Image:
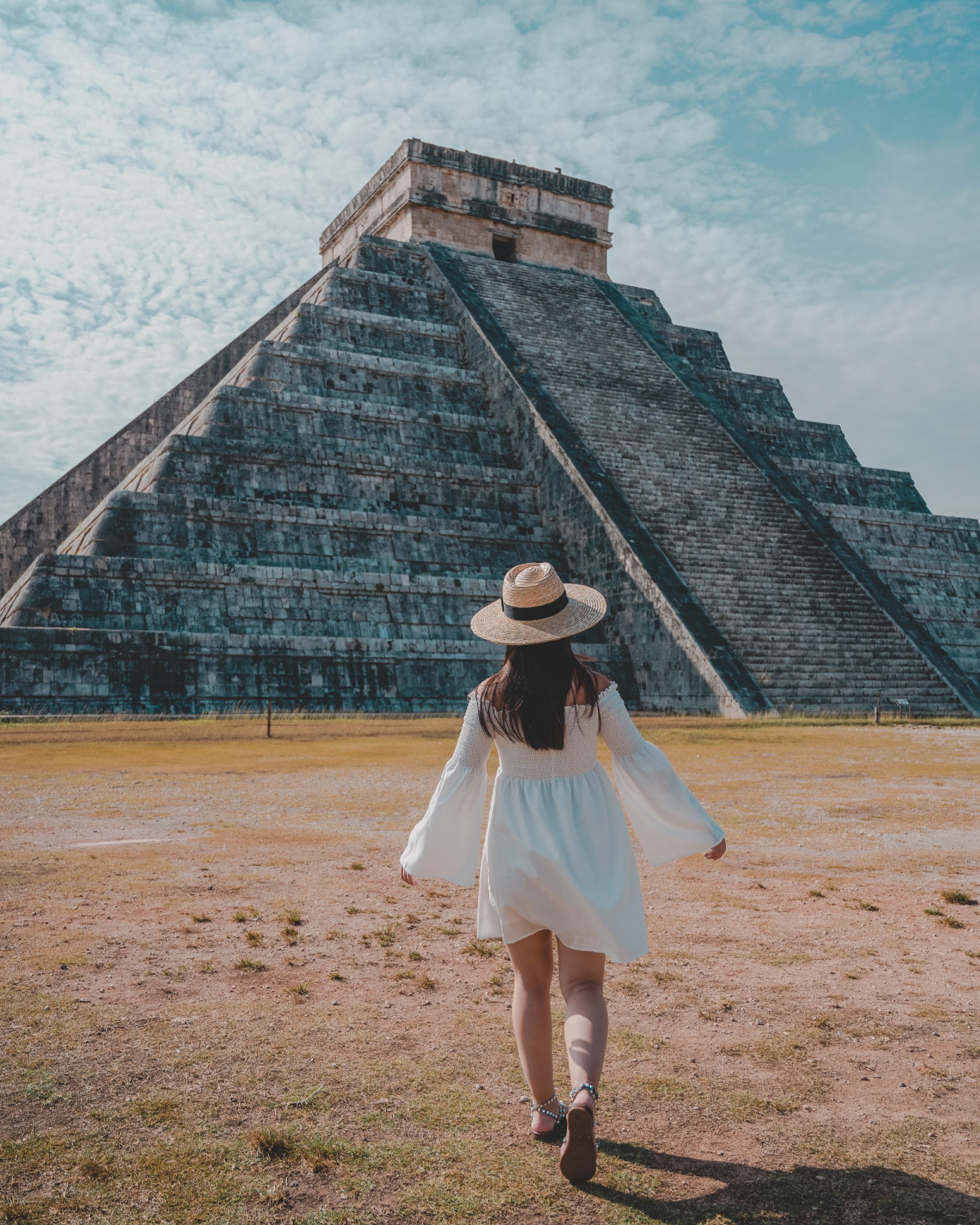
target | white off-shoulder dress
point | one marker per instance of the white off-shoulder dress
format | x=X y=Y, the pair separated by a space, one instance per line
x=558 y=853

...

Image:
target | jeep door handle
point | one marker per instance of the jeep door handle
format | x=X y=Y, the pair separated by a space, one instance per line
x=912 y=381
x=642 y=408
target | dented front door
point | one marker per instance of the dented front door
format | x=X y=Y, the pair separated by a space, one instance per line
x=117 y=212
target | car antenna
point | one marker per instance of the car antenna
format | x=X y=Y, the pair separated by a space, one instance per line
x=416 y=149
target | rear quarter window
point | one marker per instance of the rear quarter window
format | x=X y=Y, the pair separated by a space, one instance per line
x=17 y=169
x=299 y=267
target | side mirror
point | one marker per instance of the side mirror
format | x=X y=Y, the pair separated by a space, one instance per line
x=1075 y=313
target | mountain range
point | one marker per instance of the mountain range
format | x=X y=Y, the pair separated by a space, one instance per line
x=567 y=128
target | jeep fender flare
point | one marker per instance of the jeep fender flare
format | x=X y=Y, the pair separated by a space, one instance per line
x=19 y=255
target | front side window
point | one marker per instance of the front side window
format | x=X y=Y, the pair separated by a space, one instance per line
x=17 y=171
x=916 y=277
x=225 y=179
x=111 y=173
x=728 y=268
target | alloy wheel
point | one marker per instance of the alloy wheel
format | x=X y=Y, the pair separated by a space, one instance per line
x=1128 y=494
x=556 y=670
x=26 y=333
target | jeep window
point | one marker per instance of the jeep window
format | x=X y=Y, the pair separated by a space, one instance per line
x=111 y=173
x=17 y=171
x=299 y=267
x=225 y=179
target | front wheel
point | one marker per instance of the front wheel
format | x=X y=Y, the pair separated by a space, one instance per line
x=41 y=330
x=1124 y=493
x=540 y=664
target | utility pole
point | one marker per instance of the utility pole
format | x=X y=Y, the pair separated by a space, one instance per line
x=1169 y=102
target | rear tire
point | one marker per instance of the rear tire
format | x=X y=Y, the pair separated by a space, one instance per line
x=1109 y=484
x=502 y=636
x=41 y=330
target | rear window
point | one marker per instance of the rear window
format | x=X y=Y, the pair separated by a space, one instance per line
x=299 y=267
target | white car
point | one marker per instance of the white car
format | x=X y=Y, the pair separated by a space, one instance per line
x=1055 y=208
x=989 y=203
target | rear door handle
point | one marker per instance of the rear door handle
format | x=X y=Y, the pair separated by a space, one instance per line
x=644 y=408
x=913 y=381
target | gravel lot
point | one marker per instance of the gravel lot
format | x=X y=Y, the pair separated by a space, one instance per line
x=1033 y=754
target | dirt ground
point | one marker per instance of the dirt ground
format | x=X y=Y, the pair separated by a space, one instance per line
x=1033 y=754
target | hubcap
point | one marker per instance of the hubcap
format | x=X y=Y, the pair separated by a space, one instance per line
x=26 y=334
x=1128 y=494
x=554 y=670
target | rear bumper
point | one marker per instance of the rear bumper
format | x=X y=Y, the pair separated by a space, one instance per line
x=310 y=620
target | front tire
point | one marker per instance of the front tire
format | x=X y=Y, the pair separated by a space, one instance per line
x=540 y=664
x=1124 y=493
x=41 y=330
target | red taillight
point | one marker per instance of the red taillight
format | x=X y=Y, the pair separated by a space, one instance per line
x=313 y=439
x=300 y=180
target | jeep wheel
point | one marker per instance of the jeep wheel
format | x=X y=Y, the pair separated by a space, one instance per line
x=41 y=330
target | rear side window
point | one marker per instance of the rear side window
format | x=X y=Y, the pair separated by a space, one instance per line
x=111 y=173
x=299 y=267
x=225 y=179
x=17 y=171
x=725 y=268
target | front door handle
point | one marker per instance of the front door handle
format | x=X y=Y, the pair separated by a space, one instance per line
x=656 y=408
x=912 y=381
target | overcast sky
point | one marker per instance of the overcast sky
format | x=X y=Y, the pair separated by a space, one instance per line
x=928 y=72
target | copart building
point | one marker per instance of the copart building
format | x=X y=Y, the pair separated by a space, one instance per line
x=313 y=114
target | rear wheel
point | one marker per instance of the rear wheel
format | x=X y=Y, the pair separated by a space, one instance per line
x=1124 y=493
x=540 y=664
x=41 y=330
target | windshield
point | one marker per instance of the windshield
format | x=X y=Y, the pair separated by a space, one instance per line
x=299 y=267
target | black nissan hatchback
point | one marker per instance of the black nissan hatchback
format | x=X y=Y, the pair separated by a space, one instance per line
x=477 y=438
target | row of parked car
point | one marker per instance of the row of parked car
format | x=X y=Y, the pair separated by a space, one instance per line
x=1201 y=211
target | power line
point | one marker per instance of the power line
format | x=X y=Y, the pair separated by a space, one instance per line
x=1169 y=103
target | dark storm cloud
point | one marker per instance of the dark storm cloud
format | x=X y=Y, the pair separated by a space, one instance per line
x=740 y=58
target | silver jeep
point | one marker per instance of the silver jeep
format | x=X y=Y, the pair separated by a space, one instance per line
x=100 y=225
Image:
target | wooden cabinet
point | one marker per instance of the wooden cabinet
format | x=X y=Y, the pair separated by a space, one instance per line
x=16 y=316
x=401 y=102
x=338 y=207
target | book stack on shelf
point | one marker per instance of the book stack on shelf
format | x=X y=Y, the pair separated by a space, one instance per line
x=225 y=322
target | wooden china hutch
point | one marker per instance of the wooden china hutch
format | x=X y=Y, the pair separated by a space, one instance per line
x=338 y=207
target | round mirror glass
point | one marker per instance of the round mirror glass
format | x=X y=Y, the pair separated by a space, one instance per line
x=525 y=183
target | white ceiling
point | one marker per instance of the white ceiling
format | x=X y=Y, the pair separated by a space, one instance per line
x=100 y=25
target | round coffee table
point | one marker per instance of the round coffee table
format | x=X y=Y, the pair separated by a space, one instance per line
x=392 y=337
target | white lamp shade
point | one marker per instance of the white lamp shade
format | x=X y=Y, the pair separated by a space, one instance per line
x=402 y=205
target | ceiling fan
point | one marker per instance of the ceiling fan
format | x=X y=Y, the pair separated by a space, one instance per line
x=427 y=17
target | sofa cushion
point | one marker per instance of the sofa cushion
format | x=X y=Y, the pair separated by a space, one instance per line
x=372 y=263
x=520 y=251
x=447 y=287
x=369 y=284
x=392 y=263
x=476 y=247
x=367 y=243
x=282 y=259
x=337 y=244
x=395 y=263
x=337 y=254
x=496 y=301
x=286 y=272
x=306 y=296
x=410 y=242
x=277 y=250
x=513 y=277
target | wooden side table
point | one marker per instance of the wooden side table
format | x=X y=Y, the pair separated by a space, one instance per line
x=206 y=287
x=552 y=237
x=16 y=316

* TASK REQUIREMENTS *
Among the records above, a stretch begins at the line containing "point | one marker per instance of the wooden china" and ends at the line containing "target | sofa cushion". Restate that stretch word for word, and nothing else.

* TASK RESULT *
point | one marker per instance of the wooden china hutch
format | x=X y=Y, the pair separated by a space, one instance per line
x=338 y=207
target | round mirror glass
point | one marker per instance of the round mirror glass
format | x=X y=Y, the pair separated by a space, one instance per line
x=525 y=183
target | white ceiling
point | one marker per instance of the white ceiling
format | x=X y=Y, the pair separated by a space, one instance per line
x=100 y=25
target | round coffee table
point | one marker per instance of the round coffee table
format | x=X y=Y, the pair separated by a space, one instance per line
x=392 y=337
target | white lamp shade
point | one marker per instance of the white lamp shade
format | x=X y=Y, the pair separated by a space, one instance per line
x=402 y=205
target | ceiling fan
point | one marker per instance of the ceiling fan
format | x=X y=Y, the pair separated by a space, one instance per line
x=427 y=17
target | sofa cushion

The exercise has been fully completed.